[Entries for location identification]
..............................
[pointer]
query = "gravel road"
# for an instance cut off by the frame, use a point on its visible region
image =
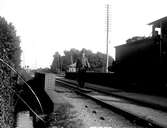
(74, 111)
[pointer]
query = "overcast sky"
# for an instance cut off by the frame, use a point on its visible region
(47, 26)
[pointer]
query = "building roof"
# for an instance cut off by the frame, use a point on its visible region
(158, 22)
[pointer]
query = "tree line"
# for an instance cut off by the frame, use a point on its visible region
(97, 60)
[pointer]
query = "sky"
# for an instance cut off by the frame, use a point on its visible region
(47, 26)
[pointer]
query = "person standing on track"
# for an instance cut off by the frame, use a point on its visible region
(82, 66)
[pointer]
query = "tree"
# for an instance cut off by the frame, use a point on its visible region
(10, 52)
(97, 60)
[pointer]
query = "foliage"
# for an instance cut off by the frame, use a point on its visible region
(97, 60)
(10, 52)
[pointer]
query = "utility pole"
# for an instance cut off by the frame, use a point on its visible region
(107, 39)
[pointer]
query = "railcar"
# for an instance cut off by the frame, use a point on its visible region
(144, 61)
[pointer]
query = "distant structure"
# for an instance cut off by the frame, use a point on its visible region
(107, 37)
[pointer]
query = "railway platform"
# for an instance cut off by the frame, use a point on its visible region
(146, 107)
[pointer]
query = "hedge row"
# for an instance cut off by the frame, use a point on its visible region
(10, 53)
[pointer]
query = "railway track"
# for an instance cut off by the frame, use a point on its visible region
(143, 114)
..............................
** PROBLEM TO WORK ON **
Locate every line in the records above that contains the word "railway" and copy each such line. Letter case matters.

** EXERCISE RESULT **
query = "railway platform"
query = "railway track"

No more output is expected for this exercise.